### PROBLEMS AND TASKS
[A] Answer these questions using the post on Senate rules:
(i) In which two years did Professor Chemerinsky publish the articles that describe the 1975 vote?
(ii) Who ruled on Mansfield's point of order?
(iii) Under which rule did Mansfield contend that invoking cloture was subject to a supermajority vote?
[B] From the post on Senate rules, repeat word for word the part that opens with the words containing "What is interesting" and closes with "this legal question.".

# GIVEN TEXT start

Senate Rules from the Internal Point of View

As I mentioned in my last post, Professor Chemerinsky’s description of the 1975 Senate vote in sustain Majority Leader Mike Mansfield’s point of order changed slightly from his 1997 article to his 2005 article. In the former he said that the vote “establish[ed] that a majority of the Senate would abide by the supermajority requirements for amending Senate rules,” while in the latter he said that the vote “establish[ed] that the majority of the Senate at that time favored the supermajority requirement for amending the Senate Rules.”

What is interesting is that neither statement describes the Senate’s vote as a legal ruling. According to Vice President Rockefeller’s ruling on Mansfield’s point of order, the question presented to the Senate was whether invoking cloture on Senator Mondale’s motion to amend the rules was subject to a supermajority vote under Rule XXII, as Mansfield contended, or whether a simple majority had the constitutional authority to invoke cloture, as supporters of Mondale’s motion argued. By upholding Mansfield’s point of order, the Senate clearly understood it was resolving this legal question.

# GIVEN TEXT end
# MATERIAL PROVIDED start

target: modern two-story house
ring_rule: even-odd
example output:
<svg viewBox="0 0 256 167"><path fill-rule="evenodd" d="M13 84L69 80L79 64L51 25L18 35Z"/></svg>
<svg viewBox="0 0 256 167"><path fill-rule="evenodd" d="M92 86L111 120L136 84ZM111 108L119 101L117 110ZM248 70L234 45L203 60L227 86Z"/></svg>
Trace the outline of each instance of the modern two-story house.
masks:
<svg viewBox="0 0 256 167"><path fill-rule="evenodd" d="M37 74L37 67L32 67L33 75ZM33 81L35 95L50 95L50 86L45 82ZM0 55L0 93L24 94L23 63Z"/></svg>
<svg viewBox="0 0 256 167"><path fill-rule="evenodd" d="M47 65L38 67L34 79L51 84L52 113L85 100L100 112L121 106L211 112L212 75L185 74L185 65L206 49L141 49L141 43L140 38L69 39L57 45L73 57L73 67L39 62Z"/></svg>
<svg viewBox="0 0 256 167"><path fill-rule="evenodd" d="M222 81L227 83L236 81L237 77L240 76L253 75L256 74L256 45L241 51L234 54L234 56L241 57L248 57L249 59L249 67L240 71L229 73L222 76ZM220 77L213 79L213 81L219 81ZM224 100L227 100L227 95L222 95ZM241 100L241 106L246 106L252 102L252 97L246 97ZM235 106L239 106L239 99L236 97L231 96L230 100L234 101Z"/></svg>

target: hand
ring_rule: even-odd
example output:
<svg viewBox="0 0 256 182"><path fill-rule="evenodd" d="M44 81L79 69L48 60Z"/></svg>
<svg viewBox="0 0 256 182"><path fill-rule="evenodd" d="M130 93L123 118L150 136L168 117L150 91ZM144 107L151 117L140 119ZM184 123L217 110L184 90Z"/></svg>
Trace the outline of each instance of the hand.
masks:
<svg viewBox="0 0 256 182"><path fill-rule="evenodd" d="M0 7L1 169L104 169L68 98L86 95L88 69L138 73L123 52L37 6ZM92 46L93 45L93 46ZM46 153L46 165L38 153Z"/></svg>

# MATERIAL PROVIDED end

### ANSWERS
[A]
(i) 1997 and 2005
(ii) Vice President Rockefeller
(iii) Rule XXII

[B]
What is interesting is that neither statement describes the Senate’s vote as a legal ruling. According to Vice President Rockefeller’s ruling on Mansfield’s point of order, the question presented to the Senate was whether invoking cloture on Senator Mondale’s motion to amend the rules was subject to a supermajority vote under Rule XXII, as Mansfield contended, or whether a simple majority had the constitutional authority to invoke cloture, as supporters of Mondale’s motion argued. By upholding Mansfield’s point of order, the Senate clearly understood it was resolving this legal question.